● Written instruction: Return each line of the records below that contains the word "above". Matching is case-sensitive.

● Dataset:
* Start *
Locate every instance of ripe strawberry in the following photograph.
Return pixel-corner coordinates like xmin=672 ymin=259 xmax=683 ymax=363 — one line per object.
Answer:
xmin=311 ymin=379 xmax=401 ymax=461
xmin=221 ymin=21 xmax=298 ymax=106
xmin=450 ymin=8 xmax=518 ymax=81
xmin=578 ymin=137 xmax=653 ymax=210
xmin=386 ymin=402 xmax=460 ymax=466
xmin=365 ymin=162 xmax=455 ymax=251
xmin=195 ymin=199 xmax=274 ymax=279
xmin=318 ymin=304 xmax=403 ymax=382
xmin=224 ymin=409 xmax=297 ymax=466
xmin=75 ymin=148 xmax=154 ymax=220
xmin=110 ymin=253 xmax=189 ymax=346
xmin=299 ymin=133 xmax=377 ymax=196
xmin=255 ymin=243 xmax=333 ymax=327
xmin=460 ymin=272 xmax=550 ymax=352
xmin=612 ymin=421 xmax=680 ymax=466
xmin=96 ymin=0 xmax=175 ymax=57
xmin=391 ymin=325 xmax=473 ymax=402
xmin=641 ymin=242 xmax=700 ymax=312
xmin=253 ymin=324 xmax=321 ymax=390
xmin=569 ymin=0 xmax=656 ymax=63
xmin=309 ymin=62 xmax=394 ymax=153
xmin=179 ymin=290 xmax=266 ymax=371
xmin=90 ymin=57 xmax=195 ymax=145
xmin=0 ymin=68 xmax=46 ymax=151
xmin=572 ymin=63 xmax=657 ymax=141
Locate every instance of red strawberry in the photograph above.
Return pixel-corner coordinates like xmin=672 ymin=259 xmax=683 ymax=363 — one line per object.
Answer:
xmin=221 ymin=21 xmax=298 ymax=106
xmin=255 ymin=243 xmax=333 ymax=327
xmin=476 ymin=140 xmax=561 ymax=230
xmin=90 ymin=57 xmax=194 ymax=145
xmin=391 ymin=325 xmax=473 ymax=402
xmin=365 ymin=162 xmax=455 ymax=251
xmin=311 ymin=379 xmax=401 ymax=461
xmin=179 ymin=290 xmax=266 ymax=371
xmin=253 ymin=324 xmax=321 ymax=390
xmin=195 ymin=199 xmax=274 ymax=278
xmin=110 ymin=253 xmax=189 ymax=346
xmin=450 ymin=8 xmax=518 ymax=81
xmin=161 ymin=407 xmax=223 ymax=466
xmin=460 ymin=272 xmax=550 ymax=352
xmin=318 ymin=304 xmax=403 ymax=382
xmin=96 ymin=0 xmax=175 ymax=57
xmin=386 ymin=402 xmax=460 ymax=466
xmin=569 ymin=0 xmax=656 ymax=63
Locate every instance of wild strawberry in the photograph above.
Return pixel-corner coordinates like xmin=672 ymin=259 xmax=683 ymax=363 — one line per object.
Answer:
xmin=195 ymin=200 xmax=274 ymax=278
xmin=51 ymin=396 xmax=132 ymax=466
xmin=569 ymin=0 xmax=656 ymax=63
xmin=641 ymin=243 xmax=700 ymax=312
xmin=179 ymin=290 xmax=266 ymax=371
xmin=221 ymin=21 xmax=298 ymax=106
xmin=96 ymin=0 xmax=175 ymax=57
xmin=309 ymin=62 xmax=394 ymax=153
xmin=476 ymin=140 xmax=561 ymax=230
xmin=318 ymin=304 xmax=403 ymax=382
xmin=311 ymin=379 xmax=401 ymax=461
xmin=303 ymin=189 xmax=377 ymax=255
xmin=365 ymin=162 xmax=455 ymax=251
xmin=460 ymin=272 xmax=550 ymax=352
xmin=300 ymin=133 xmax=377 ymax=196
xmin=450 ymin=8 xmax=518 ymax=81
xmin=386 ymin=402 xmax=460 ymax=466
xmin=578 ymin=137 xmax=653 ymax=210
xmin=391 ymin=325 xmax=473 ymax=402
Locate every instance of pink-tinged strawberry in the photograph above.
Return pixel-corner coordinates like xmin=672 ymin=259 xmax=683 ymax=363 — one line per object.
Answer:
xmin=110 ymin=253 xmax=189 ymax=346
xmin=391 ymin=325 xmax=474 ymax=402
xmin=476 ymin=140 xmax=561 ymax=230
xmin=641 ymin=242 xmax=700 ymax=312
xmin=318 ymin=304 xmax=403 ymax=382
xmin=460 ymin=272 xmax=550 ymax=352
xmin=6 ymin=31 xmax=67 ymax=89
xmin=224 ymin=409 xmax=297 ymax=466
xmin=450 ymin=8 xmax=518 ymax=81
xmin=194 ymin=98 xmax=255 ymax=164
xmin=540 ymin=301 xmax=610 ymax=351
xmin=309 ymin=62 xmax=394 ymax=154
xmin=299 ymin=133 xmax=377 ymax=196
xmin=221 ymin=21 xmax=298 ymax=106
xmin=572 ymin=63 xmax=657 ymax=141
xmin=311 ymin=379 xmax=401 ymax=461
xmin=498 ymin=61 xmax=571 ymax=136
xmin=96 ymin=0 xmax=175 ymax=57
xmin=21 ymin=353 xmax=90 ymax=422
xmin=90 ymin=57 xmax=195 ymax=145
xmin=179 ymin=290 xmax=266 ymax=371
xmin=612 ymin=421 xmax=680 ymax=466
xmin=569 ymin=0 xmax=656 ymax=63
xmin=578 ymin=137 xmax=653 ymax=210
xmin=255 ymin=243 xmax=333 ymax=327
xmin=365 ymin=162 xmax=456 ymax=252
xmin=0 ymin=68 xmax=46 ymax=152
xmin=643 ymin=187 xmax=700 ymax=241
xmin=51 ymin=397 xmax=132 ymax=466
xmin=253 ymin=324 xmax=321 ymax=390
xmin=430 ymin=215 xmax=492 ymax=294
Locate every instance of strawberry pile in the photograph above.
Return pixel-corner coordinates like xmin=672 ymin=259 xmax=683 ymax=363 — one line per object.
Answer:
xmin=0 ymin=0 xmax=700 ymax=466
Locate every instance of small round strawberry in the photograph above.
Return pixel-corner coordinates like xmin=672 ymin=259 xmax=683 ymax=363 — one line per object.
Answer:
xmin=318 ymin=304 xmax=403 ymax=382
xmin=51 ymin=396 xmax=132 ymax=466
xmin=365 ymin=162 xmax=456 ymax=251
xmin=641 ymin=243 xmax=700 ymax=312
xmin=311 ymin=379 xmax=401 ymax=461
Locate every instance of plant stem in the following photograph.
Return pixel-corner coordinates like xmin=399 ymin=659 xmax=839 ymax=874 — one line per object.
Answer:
* End *
● Answer for this exercise:
Locate every instance of red strawberry in the photograph above.
Locate every instance of wild strawberry in the photograph above.
Locate every instance of pink-tinged strawberry in the photograph above.
Locate every instance of strawberry pile in the photograph above.
Locate every instance of small round strawberry in the photograph above.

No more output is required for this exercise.